=== Do this ===
Copy out the lines below word for word, leaving out the pictures.

Position annotation records
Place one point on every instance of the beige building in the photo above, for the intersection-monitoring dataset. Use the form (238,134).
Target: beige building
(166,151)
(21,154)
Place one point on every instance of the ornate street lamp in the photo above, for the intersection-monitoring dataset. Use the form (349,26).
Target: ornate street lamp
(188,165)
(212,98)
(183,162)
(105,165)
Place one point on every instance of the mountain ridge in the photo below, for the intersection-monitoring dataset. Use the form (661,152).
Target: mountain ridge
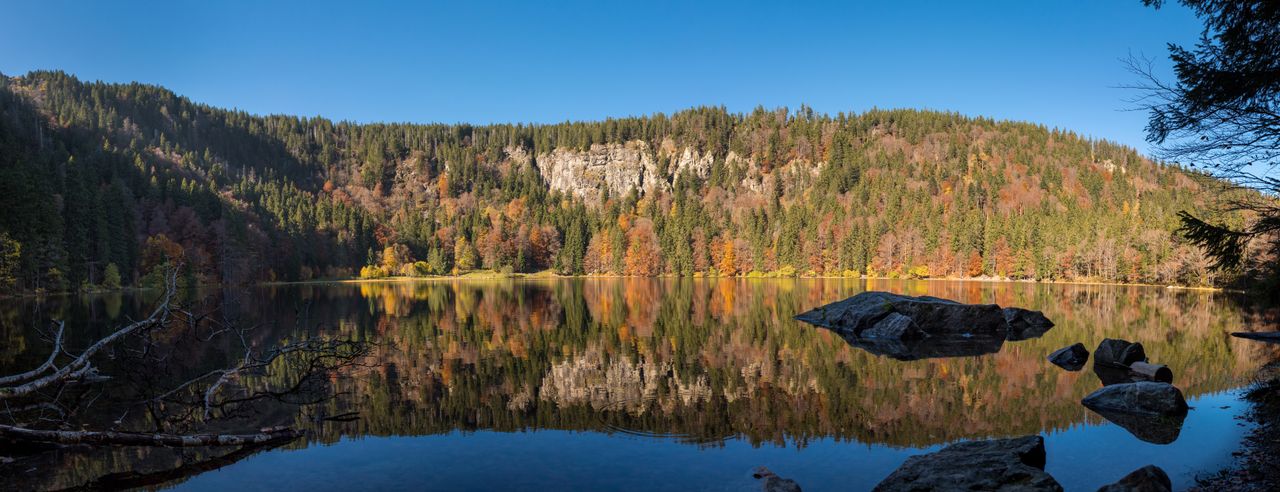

=== Task answer ===
Place one point on every instance of the beige building in the photo above, for the intersection-monitoring dataset. Use the form (238,134).
Target: beige building
(166,151)
(21,154)
Place one point on every instance of the ornate street lamp in the photo above, for the intersection-monitoring dataset. Use the form (349,26).
Target: ornate street lamp
(188,165)
(212,98)
(183,162)
(105,165)
Place one point on every instance of the mountain ridge in the photo below, for the intersection-monitoring dataset. Use the form (661,152).
Target: mountain ridge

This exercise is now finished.